The Pentagon released details on the flight path taken by the regime plane that used chemical weapons, taking off from Shayrat, which is now in ruins after the first deliberate military action by the US against the Assad regime, crossing the Rubicon of attacking the formally sovereign power in Syria. The US also destroyed nine fighter jets, no small thing with a regime as decrepit as Assad's.
There are two additional factors that make the US attack significant militarily as well as politically.
First, the base was known to house Iran's Islamic Revolutionary Guard Corps (IRGC) and its Lebanese proxy, Hezbollah, the forces that saved Assad in 2013 and have kept him alive ever since. Second, air power has been the regime's key advantage over the rebellion — and its most lethal weapon of indiscriminate murder and displacement. It was from Shayrat that fixed-wing aircraft recently played a key role in turning back an insurgent offensive in Hama.

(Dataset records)
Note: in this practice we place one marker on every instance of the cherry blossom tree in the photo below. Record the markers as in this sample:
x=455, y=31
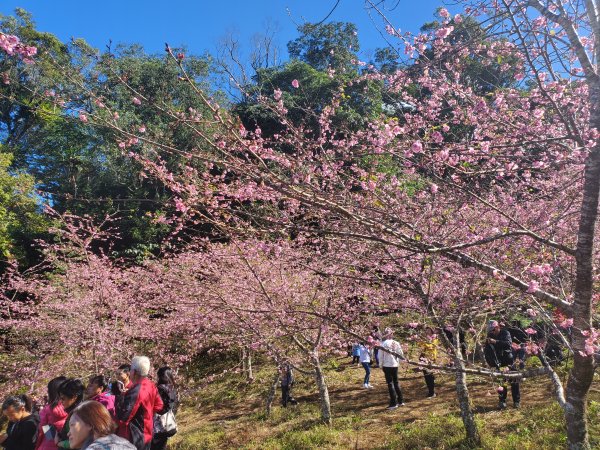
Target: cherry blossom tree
x=493, y=185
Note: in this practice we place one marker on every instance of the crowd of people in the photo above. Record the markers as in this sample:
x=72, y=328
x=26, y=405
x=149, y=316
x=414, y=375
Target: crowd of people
x=129, y=413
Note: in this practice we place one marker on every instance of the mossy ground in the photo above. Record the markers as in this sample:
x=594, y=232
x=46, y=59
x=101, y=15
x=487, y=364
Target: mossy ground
x=230, y=414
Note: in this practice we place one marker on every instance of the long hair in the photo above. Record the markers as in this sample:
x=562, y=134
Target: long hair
x=96, y=416
x=53, y=385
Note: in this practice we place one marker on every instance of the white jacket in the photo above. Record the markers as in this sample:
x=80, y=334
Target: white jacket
x=364, y=355
x=387, y=359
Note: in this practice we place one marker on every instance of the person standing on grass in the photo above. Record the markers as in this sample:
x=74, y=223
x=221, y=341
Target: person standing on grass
x=168, y=393
x=71, y=395
x=428, y=347
x=287, y=381
x=365, y=360
x=376, y=335
x=21, y=433
x=355, y=353
x=389, y=363
x=499, y=353
x=52, y=417
x=97, y=390
x=136, y=407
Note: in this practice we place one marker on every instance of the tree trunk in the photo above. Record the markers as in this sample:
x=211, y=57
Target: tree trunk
x=323, y=392
x=582, y=373
x=247, y=364
x=271, y=394
x=464, y=402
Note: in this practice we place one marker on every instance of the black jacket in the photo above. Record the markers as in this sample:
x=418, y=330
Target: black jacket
x=169, y=396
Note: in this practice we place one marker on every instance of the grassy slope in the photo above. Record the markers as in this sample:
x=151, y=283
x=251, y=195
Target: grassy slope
x=230, y=414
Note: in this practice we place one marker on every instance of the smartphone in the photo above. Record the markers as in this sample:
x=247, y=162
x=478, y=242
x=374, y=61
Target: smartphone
x=49, y=432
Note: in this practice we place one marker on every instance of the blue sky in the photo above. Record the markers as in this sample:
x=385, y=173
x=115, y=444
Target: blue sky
x=200, y=24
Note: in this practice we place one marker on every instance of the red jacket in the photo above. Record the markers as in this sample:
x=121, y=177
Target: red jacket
x=135, y=413
x=50, y=416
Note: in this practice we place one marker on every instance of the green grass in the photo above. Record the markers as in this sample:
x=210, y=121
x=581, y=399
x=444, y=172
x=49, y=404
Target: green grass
x=230, y=414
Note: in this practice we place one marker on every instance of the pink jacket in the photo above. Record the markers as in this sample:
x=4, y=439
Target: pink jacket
x=50, y=416
x=108, y=401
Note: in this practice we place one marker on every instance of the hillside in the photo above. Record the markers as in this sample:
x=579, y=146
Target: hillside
x=230, y=414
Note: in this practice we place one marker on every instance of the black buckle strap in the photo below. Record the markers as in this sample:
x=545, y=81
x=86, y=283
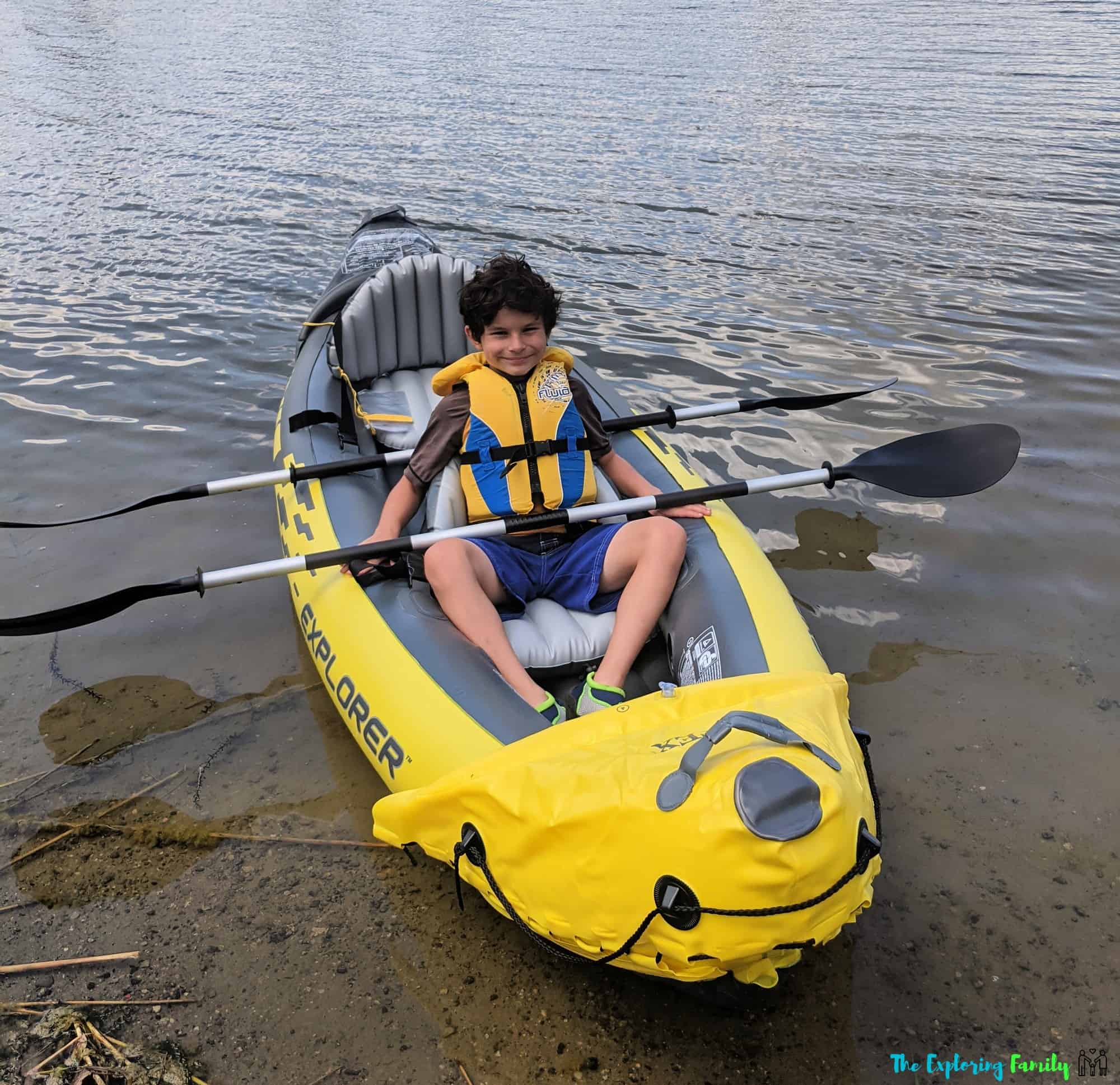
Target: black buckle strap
x=534, y=450
x=305, y=418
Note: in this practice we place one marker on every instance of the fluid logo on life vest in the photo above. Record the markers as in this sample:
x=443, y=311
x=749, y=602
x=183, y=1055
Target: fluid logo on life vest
x=553, y=387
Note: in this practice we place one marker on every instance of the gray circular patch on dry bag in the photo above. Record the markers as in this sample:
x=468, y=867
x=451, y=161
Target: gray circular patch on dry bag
x=777, y=800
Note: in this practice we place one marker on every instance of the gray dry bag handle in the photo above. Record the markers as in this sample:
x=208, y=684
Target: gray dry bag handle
x=678, y=786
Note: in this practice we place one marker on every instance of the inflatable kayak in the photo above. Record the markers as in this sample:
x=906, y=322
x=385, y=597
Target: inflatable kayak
x=718, y=822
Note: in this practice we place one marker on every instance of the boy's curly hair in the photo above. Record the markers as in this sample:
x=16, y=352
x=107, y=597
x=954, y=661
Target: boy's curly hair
x=508, y=282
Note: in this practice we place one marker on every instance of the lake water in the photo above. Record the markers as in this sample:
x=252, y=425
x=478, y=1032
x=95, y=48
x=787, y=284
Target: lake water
x=735, y=199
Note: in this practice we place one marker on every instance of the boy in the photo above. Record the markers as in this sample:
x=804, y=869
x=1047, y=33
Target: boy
x=499, y=406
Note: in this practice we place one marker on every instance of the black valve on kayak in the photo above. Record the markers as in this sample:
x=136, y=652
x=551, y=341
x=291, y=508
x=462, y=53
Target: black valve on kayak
x=867, y=846
x=676, y=902
x=678, y=786
x=471, y=844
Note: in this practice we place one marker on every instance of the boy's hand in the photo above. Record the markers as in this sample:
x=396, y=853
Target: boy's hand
x=370, y=561
x=344, y=569
x=684, y=511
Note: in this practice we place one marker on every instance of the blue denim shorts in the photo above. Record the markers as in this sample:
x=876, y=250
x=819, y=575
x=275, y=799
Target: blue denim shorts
x=567, y=571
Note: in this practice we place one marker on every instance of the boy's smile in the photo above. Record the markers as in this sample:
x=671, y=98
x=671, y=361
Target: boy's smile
x=514, y=342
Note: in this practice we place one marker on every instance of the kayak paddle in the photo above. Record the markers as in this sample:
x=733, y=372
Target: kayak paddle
x=668, y=416
x=944, y=464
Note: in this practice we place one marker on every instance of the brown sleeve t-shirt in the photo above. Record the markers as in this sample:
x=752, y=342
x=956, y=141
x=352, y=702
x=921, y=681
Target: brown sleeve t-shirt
x=444, y=436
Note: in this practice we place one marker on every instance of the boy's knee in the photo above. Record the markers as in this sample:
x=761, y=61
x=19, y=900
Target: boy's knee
x=669, y=534
x=445, y=561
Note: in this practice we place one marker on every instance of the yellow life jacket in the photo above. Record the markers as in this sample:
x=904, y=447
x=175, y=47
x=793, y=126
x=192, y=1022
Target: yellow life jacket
x=524, y=444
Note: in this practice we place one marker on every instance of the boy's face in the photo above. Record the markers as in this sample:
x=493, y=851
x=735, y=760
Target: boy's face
x=514, y=342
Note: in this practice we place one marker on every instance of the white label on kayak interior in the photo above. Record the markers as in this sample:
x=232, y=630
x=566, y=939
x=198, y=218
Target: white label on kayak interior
x=372, y=250
x=701, y=659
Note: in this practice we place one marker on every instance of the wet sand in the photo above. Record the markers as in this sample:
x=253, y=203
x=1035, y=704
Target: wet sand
x=993, y=929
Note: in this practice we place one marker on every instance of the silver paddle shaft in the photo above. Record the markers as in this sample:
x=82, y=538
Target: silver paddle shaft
x=492, y=528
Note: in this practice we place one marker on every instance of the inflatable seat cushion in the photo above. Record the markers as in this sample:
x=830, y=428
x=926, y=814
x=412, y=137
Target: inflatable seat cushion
x=405, y=318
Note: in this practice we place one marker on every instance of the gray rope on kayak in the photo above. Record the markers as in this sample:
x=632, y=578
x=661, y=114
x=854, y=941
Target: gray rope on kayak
x=867, y=847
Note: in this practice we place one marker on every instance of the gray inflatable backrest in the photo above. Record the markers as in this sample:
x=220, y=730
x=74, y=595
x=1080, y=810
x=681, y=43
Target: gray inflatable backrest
x=407, y=316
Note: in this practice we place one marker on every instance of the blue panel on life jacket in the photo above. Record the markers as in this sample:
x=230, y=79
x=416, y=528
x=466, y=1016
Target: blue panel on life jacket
x=488, y=474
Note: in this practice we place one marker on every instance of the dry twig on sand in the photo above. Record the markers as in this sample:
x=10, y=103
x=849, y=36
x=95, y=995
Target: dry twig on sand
x=35, y=777
x=101, y=1002
x=38, y=965
x=105, y=813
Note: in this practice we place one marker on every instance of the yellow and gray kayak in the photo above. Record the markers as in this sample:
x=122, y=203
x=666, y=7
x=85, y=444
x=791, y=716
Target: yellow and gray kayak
x=718, y=822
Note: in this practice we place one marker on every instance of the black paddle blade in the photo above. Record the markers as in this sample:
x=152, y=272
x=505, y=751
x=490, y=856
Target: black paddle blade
x=810, y=403
x=96, y=610
x=184, y=495
x=945, y=464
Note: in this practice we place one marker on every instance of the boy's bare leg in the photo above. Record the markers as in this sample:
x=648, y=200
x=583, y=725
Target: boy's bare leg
x=646, y=556
x=468, y=589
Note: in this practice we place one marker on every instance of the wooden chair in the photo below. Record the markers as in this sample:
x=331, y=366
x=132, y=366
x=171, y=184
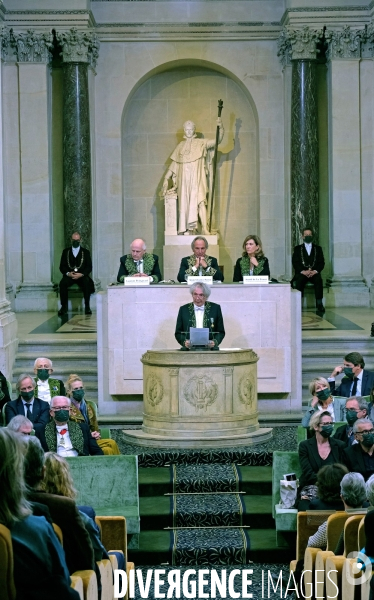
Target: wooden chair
x=7, y=587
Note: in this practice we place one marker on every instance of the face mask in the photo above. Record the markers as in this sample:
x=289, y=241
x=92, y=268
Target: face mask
x=78, y=395
x=43, y=374
x=323, y=394
x=348, y=371
x=62, y=416
x=368, y=440
x=327, y=430
x=351, y=417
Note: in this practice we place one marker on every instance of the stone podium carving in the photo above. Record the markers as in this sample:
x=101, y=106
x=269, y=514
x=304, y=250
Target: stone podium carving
x=191, y=175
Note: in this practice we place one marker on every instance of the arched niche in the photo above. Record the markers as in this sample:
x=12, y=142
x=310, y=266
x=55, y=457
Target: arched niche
x=152, y=123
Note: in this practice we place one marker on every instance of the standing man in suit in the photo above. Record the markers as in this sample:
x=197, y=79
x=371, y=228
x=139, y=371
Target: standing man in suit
x=76, y=266
x=308, y=262
x=65, y=437
x=139, y=263
x=357, y=381
x=200, y=313
x=360, y=457
x=199, y=263
x=36, y=410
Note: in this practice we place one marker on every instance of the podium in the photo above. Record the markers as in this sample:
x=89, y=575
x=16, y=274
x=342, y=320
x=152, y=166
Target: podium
x=199, y=399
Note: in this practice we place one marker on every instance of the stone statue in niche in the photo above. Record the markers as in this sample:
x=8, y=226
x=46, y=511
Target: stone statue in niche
x=191, y=175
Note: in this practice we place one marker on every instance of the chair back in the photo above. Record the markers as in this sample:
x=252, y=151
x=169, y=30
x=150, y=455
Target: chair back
x=7, y=586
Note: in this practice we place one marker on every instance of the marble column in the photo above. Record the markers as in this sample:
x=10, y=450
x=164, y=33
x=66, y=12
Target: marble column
x=32, y=53
x=8, y=322
x=79, y=50
x=347, y=287
x=300, y=46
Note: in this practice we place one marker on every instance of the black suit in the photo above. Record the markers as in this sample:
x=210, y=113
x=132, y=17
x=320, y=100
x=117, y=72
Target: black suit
x=90, y=445
x=354, y=460
x=186, y=319
x=184, y=266
x=124, y=272
x=311, y=462
x=83, y=263
x=301, y=261
x=40, y=412
x=344, y=388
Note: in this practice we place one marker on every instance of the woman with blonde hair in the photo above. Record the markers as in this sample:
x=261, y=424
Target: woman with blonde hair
x=81, y=411
x=253, y=261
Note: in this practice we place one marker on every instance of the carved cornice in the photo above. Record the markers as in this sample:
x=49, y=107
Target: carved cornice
x=32, y=46
x=345, y=43
x=79, y=46
x=298, y=44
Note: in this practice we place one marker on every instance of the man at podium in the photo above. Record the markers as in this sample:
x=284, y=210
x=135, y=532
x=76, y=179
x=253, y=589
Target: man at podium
x=200, y=313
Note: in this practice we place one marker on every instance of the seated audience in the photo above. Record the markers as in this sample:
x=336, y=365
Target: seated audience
x=357, y=381
x=199, y=263
x=66, y=437
x=322, y=400
x=40, y=570
x=77, y=545
x=318, y=451
x=81, y=412
x=353, y=494
x=252, y=261
x=27, y=404
x=328, y=488
x=46, y=386
x=21, y=425
x=360, y=457
x=355, y=408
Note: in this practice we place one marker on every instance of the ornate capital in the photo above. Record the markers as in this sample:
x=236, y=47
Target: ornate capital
x=32, y=46
x=297, y=44
x=79, y=46
x=345, y=43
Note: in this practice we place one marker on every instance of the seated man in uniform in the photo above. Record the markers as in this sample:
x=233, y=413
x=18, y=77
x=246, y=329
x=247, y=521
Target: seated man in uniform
x=46, y=386
x=199, y=263
x=76, y=266
x=139, y=263
x=200, y=313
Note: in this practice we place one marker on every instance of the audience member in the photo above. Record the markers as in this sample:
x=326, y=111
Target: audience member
x=77, y=545
x=253, y=260
x=21, y=425
x=318, y=451
x=46, y=386
x=27, y=404
x=328, y=488
x=82, y=412
x=360, y=457
x=355, y=408
x=66, y=437
x=40, y=571
x=322, y=400
x=357, y=381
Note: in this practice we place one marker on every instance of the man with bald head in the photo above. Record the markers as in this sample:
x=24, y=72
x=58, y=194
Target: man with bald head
x=66, y=437
x=139, y=263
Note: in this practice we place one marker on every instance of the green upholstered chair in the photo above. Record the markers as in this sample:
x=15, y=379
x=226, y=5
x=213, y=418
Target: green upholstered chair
x=285, y=518
x=110, y=485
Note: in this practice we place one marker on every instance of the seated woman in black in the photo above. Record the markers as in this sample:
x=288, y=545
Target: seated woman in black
x=252, y=261
x=318, y=451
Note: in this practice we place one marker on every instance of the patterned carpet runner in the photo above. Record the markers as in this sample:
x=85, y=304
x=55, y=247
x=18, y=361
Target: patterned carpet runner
x=207, y=515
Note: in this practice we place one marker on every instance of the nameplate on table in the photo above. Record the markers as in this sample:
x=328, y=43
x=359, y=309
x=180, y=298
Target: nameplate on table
x=208, y=279
x=137, y=280
x=251, y=279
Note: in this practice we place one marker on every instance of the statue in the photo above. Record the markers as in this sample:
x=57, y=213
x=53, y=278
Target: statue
x=191, y=174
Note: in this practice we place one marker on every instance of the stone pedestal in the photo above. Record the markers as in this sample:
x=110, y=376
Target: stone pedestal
x=178, y=246
x=199, y=399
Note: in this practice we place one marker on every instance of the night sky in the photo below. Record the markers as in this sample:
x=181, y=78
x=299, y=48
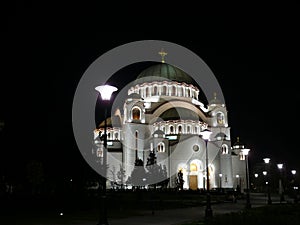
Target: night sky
x=255, y=62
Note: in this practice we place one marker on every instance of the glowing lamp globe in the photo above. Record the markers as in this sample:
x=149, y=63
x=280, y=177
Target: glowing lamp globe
x=280, y=166
x=245, y=151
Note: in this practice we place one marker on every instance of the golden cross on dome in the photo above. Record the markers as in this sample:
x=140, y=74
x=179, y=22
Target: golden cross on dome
x=163, y=54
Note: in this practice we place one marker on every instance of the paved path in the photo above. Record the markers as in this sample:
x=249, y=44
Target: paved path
x=183, y=215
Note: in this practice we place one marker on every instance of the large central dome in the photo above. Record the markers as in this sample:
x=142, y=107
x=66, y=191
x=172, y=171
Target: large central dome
x=164, y=72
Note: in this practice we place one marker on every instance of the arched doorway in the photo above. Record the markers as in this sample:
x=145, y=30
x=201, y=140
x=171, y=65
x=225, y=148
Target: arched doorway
x=183, y=168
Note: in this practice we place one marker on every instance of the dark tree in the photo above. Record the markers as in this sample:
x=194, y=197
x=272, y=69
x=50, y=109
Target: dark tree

**What the task asks**
Render into Spanish the following sentence from the text on the US strike on Shayrat: "There are two additional factors that make the US attack significant militarily as well as politically."

**Reply**
Hay dos factores adicionales que hacen que el ataque de Estados Unidos sea significativo tanto en lo militar como en lo político.